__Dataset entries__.
· · · ·

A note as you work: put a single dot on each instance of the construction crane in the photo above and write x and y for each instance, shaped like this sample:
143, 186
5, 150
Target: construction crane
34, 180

· · · ·

__ACTIVITY__.
Each line of the data should be transcribed exactly.

__YOUR SOLUTION__.
A note as you work: put a single dot on each instance of the construction crane in the photo above and write x and y for each instance, shaped like this sample:
143, 186
5, 150
Target: construction crane
34, 180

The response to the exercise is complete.